> **Task to complete**:
Reproduce the material below with every "Kindly point to" changed to "Please mark" and everything else unchanged, omitting the pictures.

> **Data to process**:
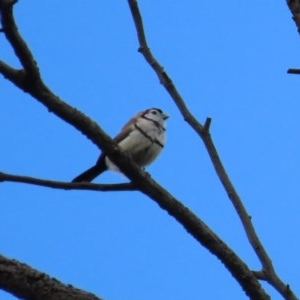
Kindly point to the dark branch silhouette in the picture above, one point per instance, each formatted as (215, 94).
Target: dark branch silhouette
(68, 185)
(29, 80)
(24, 282)
(148, 186)
(203, 132)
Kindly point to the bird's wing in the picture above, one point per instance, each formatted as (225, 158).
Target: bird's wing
(128, 127)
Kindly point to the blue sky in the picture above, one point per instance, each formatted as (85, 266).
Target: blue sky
(229, 62)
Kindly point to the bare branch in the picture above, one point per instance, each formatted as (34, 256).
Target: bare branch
(11, 33)
(203, 132)
(68, 185)
(294, 6)
(293, 71)
(26, 283)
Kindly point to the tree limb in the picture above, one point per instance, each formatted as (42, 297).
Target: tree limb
(25, 282)
(294, 6)
(203, 132)
(183, 215)
(68, 185)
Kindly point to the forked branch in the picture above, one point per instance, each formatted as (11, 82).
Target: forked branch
(204, 134)
(197, 228)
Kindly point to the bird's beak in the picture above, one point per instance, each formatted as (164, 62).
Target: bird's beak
(165, 117)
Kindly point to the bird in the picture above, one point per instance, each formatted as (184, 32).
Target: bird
(142, 138)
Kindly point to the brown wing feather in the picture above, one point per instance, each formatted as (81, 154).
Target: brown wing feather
(128, 127)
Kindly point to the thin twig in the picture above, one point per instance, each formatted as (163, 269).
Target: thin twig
(197, 228)
(203, 132)
(20, 47)
(4, 177)
(293, 71)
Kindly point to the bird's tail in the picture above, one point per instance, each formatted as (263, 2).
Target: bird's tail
(92, 173)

> **Response**:
Please mark the dark branch silhouette in the picture above, one point per instance, each formatted as (215, 94).
Target: dark branch silhouette
(68, 185)
(29, 80)
(24, 282)
(148, 186)
(203, 132)
Please mark the bird's wing in the picture above, one point per instance, each formatted as (225, 158).
Target: bird's wing
(128, 127)
Please mark the blue sky in the picture above, one point per instance, each formatted as (85, 266).
Target: blue sky
(229, 62)
Please mark the bare branch in the picture above, one point per instance, each formatted as (34, 256).
Target: bare branch
(11, 33)
(203, 132)
(68, 185)
(294, 6)
(293, 71)
(26, 283)
Please mark the tree limb in the picture above, one point per instance, each formatted as (42, 297).
Target: tree limb
(25, 282)
(294, 6)
(203, 132)
(183, 215)
(68, 185)
Please mark the forked branch in the picture above, one point per instance, each formatted as (11, 82).
Target: forked branch
(204, 134)
(197, 228)
Please mark the bird's beak in the picture above, one point per instance, each formatted as (164, 62).
Target: bird's beak
(165, 117)
Please mark the bird in the picture above, one point per instance, each formatted as (184, 32).
Target: bird
(142, 138)
Please mark the brown wing feather in the picture above, one point per instance, each formatted as (81, 154).
Target: brown wing feather
(128, 127)
Please mark the thin twig in the picture above, one point per instance, each formatted as (163, 269).
Target: thin twig
(197, 228)
(203, 132)
(20, 47)
(4, 177)
(293, 71)
Please mark the bird's tail in the picture above, one point per instance, each formatted as (263, 2).
Target: bird's tail
(92, 173)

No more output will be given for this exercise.